##### Records provided

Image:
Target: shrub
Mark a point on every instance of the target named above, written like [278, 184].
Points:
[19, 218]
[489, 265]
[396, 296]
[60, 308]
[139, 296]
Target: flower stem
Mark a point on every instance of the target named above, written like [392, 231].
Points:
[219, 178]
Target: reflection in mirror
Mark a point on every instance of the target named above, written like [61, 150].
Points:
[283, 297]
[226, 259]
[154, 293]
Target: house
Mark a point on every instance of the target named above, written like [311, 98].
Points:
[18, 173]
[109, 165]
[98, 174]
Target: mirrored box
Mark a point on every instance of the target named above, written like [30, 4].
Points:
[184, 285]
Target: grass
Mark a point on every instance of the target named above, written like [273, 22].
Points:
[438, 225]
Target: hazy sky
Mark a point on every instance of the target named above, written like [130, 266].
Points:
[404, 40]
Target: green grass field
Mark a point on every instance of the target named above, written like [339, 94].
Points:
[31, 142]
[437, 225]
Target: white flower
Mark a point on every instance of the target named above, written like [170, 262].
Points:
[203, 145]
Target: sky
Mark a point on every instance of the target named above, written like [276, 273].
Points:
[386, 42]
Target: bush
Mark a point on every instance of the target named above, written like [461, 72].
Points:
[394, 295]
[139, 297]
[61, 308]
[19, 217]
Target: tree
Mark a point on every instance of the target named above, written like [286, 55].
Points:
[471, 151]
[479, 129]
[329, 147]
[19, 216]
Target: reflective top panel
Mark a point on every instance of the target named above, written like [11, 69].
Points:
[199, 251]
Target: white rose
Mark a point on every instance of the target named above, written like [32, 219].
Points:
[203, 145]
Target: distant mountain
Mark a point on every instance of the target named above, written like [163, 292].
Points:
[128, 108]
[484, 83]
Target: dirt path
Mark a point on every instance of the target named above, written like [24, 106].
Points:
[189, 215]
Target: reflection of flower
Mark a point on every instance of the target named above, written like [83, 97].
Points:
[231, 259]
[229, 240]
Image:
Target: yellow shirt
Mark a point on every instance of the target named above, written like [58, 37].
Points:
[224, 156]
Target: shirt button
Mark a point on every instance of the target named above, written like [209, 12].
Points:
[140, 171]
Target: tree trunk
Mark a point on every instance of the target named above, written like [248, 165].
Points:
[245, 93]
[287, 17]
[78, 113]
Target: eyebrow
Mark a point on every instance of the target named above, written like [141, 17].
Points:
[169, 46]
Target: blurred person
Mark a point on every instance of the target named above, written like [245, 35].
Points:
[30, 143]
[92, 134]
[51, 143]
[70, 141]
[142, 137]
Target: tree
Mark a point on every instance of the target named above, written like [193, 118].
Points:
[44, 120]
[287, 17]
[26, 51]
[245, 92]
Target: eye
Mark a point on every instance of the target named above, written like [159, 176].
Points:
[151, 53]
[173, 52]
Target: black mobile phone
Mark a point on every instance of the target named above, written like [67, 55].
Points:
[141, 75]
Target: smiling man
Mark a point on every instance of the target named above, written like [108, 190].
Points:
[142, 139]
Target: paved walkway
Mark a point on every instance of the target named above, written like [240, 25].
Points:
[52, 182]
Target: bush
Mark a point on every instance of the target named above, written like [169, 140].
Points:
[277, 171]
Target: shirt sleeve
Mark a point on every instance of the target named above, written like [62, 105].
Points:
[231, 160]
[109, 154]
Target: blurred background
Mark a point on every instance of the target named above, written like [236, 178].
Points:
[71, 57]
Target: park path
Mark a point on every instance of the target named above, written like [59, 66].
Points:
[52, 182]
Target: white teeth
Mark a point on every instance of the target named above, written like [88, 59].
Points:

##########

• _Work to do_
Lay out every line of the records above as a numbered list, leaving out any blank lines.

• _Task output_
1. Image:
2. Target: shrub
3. Mark a point on every instance of the target named above, written like [278, 184].
4. Points:
5. [19, 218]
6. [489, 265]
7. [396, 296]
8. [60, 308]
9. [139, 296]
10. Target: flower stem
11. Mark a point on every instance of the target named above, written like [392, 231].
12. Points:
13. [219, 178]
14. Target: reflection in mirror
15. Mark a point on every instance of the target named above, written like [61, 150].
16. Points:
17. [283, 297]
18. [226, 259]
19. [154, 293]
20. Target: house
21. Mark a point on every instance of the target named above, written like [311, 98].
22. Points:
23. [18, 173]
24. [109, 165]
25. [98, 174]
26. Target: mirrored box
27. Mark a point on every instance of the target named above, written like [30, 4].
28. Points:
29. [184, 285]
30. Target: grass
31. Mark a point on every instance of the target named above, written like [273, 22].
32. Points:
33. [438, 225]
34. Target: hazy sky
35. Mark a point on every instance of the target named above, written like [130, 266].
36. Points:
37. [404, 40]
38. Target: green grass field
39. Mark a point on every instance of the target named above, written like [339, 94].
40. Points:
41. [31, 142]
42. [437, 225]
43. Target: white flower
44. Mark a point on every instance of the target named above, written like [170, 262].
45. Points:
46. [203, 145]
47. Target: sky
48. Mark a point on every instance of the target named above, written like [276, 273].
49. Points:
50. [386, 42]
51. Target: bush
52. Mark a point on every instance of the target named above, written like [461, 72].
53. Points:
54. [394, 295]
55. [139, 297]
56. [61, 308]
57. [19, 217]
58. Target: tree
59. Mark a point on every instance of the target named above, written like [286, 55].
60. Points:
61. [471, 151]
62. [479, 129]
63. [329, 147]
64. [19, 216]
65. Target: reflective top panel
66. Mark a point on every instance of the target named above, written like [11, 69].
67. Points:
68. [199, 251]
69. Target: white rose
70. Mark a point on every instance of the target named above, written like [32, 219].
71. Points:
72. [203, 145]
73. Target: distant mountain
74. Mark a point on every instance of the target named above, written like [163, 292].
75. Points:
76. [128, 108]
77. [484, 83]
78. Target: dirt path
79. Mark a point on every instance of the target named above, written like [24, 106].
80. Points:
81. [189, 215]
82. Target: reflection of flower
83. Mark a point on every instance of the target named above, written like [83, 97].
84. Points:
85. [231, 259]
86. [229, 240]
87. Image:
88. Target: yellow shirt
89. Mark a point on every instance of the target named above, written like [58, 37].
90. Points:
91. [224, 156]
92. Target: shirt button
93. Mark a point on every instance of the target named above, written like [209, 12].
94. Points:
95. [140, 171]
96. Target: tree trunk
97. Mark a point on every instance of the target named above, written like [248, 165].
98. Points:
99. [245, 93]
100. [287, 17]
101. [78, 113]
102. Target: eyebrow
103. Mark a point on every instance of the target named above, written like [141, 17].
104. Points:
105. [169, 46]
106. Target: blurred person
107. Mark a point on every instance of the target named above, written like [245, 35].
108. Points:
109. [30, 143]
110. [92, 134]
111. [51, 143]
112. [70, 141]
113. [142, 137]
114. Target: tree
115. Mark a point on every instance of the target named above, written like [193, 118].
116. Points:
117. [44, 120]
118. [287, 17]
119. [26, 51]
120. [245, 92]
121. Target: eye
122. Mark a point on every instance of the target named above, written like [159, 176].
123. Points:
124. [151, 53]
125. [173, 52]
126. Target: black mobile phone
127. Mark a point on every instance of the target named above, written like [67, 55].
128. Points:
129. [141, 75]
130. Target: smiling man
131. Mark a point on every instance of the target named above, written like [108, 190].
132. Points:
133. [142, 139]
134. Target: paved walkway
135. Mark a point on every instance of the target named above, written like [240, 25].
136. Points:
137. [52, 182]
138. Target: bush
139. Mark a point on every instance of the target named above, written like [169, 140].
140. Points:
141. [277, 171]
142. Target: shirt sleeve
143. Mark a point on every instance of the target named above, written like [62, 105].
144. Points:
145. [231, 160]
146. [109, 154]
147. Target: blurred background
148. Mark a point on every instance of the target named above, written like [236, 178].
149. Points:
150. [71, 57]
151. Target: park path
152. Mark a point on every instance of the target named above, written like [59, 66].
153. Points:
154. [52, 182]
155. Target: white teeth
156. Mark a point on every instance of the target named above, written like [88, 59].
157. Points:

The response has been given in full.